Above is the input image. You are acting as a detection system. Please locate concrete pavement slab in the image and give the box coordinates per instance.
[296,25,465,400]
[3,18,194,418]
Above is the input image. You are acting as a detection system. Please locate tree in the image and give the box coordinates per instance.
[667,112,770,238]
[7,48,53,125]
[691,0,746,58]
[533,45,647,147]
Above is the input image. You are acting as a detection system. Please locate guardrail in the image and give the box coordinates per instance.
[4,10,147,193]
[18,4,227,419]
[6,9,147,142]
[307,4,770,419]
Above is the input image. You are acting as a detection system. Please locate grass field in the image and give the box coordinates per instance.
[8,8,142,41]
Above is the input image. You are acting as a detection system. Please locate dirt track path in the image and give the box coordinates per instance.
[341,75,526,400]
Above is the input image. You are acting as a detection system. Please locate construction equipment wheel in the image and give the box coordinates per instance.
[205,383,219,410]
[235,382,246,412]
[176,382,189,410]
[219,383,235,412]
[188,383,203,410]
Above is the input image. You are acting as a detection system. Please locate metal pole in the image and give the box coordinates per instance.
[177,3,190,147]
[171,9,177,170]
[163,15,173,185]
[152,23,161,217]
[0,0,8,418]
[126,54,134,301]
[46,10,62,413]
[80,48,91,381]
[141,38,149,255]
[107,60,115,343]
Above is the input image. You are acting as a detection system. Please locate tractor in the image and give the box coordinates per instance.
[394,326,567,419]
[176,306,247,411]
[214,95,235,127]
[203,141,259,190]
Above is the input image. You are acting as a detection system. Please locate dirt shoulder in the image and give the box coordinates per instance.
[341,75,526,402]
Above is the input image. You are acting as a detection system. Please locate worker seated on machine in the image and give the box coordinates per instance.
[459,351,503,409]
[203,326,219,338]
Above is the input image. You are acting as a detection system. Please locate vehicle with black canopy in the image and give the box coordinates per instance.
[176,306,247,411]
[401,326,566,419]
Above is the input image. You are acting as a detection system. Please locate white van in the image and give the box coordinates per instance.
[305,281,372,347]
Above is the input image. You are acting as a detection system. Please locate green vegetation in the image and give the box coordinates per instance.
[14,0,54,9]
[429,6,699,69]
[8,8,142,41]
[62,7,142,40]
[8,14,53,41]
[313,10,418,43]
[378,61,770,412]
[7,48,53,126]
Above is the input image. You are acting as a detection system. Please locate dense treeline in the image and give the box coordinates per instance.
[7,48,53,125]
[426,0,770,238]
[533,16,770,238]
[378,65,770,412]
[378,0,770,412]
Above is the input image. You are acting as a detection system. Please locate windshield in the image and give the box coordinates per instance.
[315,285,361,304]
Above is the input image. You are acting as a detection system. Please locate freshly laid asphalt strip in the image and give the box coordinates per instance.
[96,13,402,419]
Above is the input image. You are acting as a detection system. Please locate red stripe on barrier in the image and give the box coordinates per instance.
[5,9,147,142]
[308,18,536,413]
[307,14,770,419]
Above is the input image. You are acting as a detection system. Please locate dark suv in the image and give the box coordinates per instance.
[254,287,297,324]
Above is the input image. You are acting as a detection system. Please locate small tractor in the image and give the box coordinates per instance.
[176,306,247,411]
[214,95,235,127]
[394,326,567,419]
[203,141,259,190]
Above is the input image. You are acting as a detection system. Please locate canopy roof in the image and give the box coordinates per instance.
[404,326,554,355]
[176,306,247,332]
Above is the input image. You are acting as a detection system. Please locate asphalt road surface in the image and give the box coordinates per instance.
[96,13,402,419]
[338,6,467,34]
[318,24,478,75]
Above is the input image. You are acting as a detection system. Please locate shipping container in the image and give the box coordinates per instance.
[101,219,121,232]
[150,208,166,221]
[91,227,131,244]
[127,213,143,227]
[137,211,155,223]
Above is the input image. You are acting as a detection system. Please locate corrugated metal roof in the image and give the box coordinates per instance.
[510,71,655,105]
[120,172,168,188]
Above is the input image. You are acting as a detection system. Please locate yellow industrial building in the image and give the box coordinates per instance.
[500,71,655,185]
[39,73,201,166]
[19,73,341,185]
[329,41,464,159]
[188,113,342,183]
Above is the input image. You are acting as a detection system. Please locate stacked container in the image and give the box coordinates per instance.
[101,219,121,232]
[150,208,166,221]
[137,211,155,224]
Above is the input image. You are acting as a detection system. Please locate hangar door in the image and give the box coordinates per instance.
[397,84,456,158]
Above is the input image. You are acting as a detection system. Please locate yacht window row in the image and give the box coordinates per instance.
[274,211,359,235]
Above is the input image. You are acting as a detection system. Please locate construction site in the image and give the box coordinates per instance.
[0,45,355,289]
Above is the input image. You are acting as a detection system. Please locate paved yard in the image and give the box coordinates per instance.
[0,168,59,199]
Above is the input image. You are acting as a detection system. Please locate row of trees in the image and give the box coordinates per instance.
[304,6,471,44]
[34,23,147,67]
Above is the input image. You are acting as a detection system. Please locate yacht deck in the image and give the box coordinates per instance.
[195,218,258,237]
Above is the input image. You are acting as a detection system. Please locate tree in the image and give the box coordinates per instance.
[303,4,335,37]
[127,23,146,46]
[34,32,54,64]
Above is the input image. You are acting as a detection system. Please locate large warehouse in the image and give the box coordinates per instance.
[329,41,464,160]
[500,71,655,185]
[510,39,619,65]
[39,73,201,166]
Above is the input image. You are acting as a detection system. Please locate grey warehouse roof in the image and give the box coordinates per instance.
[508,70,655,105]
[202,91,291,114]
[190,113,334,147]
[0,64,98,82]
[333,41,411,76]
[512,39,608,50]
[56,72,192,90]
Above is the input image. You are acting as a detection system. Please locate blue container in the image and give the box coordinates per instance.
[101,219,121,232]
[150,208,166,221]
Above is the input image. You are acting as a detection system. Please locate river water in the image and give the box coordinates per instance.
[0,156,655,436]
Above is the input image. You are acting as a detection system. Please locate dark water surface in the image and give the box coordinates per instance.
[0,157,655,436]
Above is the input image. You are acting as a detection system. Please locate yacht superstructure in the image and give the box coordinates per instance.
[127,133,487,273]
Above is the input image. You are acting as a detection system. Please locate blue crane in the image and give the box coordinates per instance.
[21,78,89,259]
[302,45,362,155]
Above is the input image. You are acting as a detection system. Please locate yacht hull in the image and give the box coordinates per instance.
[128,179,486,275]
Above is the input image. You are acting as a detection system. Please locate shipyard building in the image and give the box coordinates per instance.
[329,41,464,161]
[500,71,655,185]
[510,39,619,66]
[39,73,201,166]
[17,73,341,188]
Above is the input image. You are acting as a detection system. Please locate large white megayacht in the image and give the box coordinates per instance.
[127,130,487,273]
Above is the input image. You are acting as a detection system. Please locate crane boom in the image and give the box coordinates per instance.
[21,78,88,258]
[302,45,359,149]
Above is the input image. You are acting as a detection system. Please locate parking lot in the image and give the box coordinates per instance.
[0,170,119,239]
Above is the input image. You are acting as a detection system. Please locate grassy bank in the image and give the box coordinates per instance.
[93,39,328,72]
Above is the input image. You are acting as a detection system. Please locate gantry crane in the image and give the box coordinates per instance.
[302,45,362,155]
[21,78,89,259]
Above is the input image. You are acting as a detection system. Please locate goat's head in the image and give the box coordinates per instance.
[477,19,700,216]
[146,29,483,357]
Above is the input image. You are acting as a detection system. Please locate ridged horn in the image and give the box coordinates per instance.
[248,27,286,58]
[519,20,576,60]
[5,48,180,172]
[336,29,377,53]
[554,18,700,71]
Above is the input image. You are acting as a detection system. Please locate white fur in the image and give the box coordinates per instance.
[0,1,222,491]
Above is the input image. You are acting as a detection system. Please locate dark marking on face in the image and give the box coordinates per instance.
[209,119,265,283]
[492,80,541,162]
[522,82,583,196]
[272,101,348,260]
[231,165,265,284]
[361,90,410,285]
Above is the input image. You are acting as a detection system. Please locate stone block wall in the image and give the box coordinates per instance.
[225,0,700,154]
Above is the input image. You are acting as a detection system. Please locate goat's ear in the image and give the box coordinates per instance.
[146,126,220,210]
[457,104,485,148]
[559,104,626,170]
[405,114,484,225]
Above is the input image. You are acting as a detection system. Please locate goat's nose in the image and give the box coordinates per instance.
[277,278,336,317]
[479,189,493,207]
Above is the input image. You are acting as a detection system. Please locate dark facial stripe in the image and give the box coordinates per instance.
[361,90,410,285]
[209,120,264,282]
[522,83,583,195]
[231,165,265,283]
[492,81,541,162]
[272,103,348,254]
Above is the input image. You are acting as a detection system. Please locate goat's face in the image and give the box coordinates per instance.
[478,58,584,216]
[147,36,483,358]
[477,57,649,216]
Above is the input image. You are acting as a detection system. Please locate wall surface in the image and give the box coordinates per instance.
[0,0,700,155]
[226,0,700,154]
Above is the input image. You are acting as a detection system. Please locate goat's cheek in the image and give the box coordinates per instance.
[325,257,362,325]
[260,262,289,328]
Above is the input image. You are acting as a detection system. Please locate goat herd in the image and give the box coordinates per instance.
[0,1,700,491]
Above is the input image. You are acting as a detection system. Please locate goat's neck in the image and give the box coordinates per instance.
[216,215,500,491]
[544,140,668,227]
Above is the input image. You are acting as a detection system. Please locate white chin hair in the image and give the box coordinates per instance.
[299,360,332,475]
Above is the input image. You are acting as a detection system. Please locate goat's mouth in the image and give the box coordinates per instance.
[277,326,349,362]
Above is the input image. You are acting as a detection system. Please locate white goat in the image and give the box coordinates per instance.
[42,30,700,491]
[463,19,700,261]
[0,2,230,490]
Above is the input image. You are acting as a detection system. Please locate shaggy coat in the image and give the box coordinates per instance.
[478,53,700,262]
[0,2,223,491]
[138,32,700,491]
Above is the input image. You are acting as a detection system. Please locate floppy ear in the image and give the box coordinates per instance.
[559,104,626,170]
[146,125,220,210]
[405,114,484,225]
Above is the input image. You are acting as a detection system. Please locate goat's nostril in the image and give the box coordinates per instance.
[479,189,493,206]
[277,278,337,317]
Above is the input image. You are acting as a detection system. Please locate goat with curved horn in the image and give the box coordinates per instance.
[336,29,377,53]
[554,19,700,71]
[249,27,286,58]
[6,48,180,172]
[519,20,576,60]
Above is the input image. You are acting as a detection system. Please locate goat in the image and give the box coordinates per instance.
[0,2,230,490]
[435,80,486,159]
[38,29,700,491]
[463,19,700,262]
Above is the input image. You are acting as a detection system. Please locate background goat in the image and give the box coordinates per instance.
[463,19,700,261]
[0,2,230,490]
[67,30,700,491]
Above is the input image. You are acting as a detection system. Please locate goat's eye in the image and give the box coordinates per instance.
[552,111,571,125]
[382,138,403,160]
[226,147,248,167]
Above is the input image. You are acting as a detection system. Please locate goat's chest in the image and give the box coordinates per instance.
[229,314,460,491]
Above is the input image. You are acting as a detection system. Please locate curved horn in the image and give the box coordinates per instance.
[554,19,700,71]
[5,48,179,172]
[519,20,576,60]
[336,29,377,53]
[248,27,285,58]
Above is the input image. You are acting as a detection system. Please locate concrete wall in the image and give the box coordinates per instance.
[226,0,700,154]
......
• **WRITTEN PROBLEM**
Please copy out the records word for word, covering the stretch from the line containing "Please locate shipyard" through the line containing "[146,29,483,357]", both of those lines included.

• **COMPLETE OUTPUT**
Above is the input image. You are acting as a detection system. Please locate shipyard building in the image and give the box coordinates per instance.
[329,41,464,161]
[500,71,655,185]
[510,39,619,66]
[39,73,201,166]
[17,73,341,188]
Above is the input image. You are acting as a detection system. Please locate large white megayacht in the image and give the box coordinates per instance.
[127,130,487,273]
Above is the input image. You are acting as a detection system. Please locate crane boom in the image and give the box coordinates per instance.
[21,78,88,258]
[302,45,359,149]
Above is the input image. You are acting as a detection system. Please locate parking lot in the image and give the box coordinates per instance.
[0,170,119,239]
Above is the input image. You are acting as a detection system. Please locate grassy bank in the image and give the box coordinates per instance.
[93,39,328,72]
Above is the input image. You are acting as a detection system. Please locate gantry crane in the image and give the box coordinates per instance.
[302,45,362,155]
[21,78,89,259]
Above is the input image. You are acting as a detection system. Please locate goat's head in the image and give the box coordinates per instance.
[477,19,700,216]
[146,29,483,357]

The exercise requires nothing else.